▶ AVAILABLE DATA
═══

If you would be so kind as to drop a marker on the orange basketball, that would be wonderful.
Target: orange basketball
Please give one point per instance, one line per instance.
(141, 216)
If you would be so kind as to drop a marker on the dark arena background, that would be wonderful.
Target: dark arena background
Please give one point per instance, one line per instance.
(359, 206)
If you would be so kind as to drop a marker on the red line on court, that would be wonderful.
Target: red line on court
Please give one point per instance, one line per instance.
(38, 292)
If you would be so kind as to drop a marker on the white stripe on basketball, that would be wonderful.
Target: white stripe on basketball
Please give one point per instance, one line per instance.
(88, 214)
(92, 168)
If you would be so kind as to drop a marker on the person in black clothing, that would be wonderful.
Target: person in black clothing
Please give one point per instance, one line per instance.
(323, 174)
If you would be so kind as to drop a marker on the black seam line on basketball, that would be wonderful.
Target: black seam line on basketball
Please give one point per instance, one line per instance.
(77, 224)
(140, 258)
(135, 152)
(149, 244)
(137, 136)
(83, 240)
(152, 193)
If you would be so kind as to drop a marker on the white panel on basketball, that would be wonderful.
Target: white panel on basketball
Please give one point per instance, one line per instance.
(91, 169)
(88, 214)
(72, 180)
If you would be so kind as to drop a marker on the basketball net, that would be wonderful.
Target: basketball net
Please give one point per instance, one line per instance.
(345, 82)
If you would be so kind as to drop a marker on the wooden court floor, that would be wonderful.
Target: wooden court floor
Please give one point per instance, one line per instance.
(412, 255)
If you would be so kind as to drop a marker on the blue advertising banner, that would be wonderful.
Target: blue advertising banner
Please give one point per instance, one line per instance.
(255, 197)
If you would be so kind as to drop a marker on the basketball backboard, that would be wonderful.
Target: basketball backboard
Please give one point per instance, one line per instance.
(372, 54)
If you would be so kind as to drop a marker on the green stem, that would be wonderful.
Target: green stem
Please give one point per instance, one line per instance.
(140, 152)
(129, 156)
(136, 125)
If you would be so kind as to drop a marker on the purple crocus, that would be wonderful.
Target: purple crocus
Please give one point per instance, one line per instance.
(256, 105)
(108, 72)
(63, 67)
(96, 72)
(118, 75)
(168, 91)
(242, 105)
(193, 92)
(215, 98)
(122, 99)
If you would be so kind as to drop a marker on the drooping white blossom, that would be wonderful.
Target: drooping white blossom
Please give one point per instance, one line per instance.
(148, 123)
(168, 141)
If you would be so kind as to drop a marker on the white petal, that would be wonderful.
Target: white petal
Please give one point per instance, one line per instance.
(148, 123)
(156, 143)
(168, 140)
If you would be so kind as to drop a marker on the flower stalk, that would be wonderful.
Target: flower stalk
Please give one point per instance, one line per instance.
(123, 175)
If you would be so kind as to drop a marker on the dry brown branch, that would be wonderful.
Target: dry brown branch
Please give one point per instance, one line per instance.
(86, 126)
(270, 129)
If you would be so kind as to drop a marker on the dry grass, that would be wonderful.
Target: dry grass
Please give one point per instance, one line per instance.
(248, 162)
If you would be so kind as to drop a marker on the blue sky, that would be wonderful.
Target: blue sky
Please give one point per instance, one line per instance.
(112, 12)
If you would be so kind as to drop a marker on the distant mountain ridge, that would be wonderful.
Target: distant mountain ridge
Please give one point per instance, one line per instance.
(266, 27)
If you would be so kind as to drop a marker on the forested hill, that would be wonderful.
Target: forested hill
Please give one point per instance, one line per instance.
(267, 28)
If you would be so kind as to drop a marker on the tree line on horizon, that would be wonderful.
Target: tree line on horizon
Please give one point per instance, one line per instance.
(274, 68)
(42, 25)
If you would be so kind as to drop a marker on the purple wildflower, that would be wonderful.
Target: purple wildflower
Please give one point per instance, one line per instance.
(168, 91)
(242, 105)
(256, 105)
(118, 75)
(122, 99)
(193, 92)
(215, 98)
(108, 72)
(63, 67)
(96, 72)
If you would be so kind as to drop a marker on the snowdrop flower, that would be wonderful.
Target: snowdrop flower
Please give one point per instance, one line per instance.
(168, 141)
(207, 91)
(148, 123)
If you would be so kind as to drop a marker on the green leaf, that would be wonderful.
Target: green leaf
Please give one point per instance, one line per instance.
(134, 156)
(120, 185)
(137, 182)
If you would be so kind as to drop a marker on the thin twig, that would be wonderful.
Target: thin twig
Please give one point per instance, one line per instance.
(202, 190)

═══

▶ EXERCISE INSTRUCTIONS
What is the number of lines above that contain the string "arena"? Answer with that number only.

▶ OUTPUT FOR THIS EXERCISE
2